◆ Study text
Australia set to pay polluters to cut emissions

October 31, 2014
In this file photo, the Hazelwood power station billows smoke from its exhaust stacks in the Latrobe Valley, 150 km east of Melbourne, on August 13, 2009

Australia is set to approve measures giving polluters financial incentives to reduce emissions blamed for climate change, in a move critics described as ineffective environmental policy.

The so-called "direct action" plan, which will see the government pay companies to increase energy efficiency, passed through the upper house Senate early Friday following a marathon debate.

The bill is expected to be approved next month by the lower House of Representatives where the conservative government of Prime Minister Tony Abbott has a majority.

It comes after Abbott axed a tax on introduced by the previous Labor administration, fulfilling a central pledge from last year's elections.

"We have delivered on our promise to implement an emissions reduction fund to ensure that there is real and practical action to achieve our emissions goals and targets without a carbon tax," Environment Minister Greg Hunt told reporters.

China and the United States are the biggest greenhouse gas polluters, according to a report by international scientists issued last month, but Australia's output is considered high per capita.

[Image point grounding data]
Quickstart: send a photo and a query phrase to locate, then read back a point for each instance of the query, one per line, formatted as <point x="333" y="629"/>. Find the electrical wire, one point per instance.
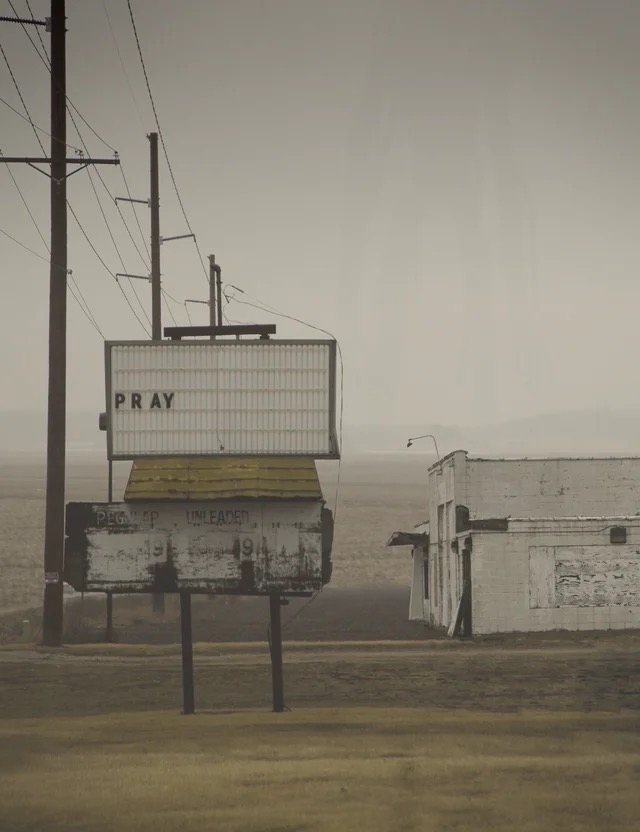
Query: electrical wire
<point x="165" y="296"/>
<point x="164" y="147"/>
<point x="87" y="312"/>
<point x="30" y="120"/>
<point x="35" y="126"/>
<point x="47" y="63"/>
<point x="22" y="245"/>
<point x="22" y="101"/>
<point x="44" y="57"/>
<point x="107" y="269"/>
<point x="122" y="64"/>
<point x="135" y="214"/>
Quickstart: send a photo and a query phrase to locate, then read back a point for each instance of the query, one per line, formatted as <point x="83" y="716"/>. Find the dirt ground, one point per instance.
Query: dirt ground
<point x="321" y="770"/>
<point x="586" y="672"/>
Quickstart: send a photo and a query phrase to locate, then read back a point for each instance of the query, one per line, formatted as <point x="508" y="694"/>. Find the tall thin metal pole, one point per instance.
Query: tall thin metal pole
<point x="219" y="287"/>
<point x="53" y="612"/>
<point x="156" y="291"/>
<point x="157" y="600"/>
<point x="276" y="654"/>
<point x="212" y="292"/>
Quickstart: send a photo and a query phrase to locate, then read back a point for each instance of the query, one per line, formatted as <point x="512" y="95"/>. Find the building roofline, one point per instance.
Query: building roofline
<point x="476" y="458"/>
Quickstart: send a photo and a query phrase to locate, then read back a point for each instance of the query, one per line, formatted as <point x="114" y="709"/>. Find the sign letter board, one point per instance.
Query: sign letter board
<point x="221" y="398"/>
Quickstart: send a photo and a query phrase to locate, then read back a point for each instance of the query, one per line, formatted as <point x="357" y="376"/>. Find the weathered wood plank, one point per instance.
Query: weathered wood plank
<point x="226" y="546"/>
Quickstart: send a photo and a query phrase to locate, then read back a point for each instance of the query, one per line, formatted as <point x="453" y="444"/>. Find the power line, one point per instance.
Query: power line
<point x="124" y="69"/>
<point x="44" y="48"/>
<point x="107" y="269"/>
<point x="22" y="245"/>
<point x="45" y="60"/>
<point x="15" y="84"/>
<point x="86" y="311"/>
<point x="30" y="120"/>
<point x="164" y="147"/>
<point x="135" y="214"/>
<point x="35" y="126"/>
<point x="165" y="296"/>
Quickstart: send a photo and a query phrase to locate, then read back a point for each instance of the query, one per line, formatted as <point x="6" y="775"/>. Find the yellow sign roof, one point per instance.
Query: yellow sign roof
<point x="202" y="478"/>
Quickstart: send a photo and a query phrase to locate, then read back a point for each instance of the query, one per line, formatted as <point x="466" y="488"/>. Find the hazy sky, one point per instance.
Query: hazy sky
<point x="448" y="186"/>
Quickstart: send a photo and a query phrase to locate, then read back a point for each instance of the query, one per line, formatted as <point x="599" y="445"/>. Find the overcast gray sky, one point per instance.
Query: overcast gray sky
<point x="448" y="186"/>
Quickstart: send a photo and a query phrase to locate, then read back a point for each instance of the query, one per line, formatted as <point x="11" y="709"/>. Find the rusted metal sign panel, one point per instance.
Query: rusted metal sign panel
<point x="241" y="547"/>
<point x="221" y="398"/>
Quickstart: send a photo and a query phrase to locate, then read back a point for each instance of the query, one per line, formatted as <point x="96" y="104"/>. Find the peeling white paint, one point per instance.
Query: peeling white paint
<point x="257" y="546"/>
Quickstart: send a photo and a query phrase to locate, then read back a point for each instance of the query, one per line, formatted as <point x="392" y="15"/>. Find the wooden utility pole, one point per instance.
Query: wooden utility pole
<point x="53" y="613"/>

◆ Exercise requirements
1: Answer these questions from the article on Australia's emissions plan, one answer per line:
(a) Which house of parliament passed the "direct action" plan early Friday?
(b) Who is the Environment Minister?
(c) Which two countries are the biggest greenhouse gas polluters, according to the report cited?
2: Write the next few paragraphs of the article on Australia's emissions plan, picking up after its final sentence.

◆ Task results
1:
(a) The upper house Senate
(b) Greg Hunt
(c) China and the United States

2:
The Aus$2.55 billion (US$2.25 billion) Emissions Reduction Fund is part of the government's plan to meet its emissions reduction target of five percent below 2000 levels by 2020.

Under the plan, competitive auctions will be held, with the government entering into contracts to buy emissions reductions from successful bidders at the lowest cost, Hunt said.

Australia's Prime Minister Tony Abbott, pictured during a press conference in Sydney, on September 19, 2014

He added that the reductions would be "real and significant" as payments would only be made when the pollution cuts occur.

'Not the right way to go'

But the Labor opposition leader Bill Shorten criticised the scheme, describing it as "paying big polluters to keep polluting, which is terrible policy".

"In terms of 'Direct Action', Labor just doesn't believe it is the right way to go. We believe in trusting the marketplace to set the price signal," Shorten said Friday.

The policy has also been slammed by the Greens party, with leader Christine Milne saying there was "no modelling or any evidence to suggest it will do anything at all to reduce pollution".

The plan passed with the backing of the Palmer United Party. As part of the government's deal with mining magnate Clive Palmer's party, Hunt agreed to keep the Climate Change Authority (CCA) and set up a three-stage, 18-month inquiry into an (ETS).

The government had been planning to abolish the CCA, an independent agency set up by the previous government.

The University of Queensland's John Quiggin, a CCA member and economics professor, welcomed the inquiry into an ETS.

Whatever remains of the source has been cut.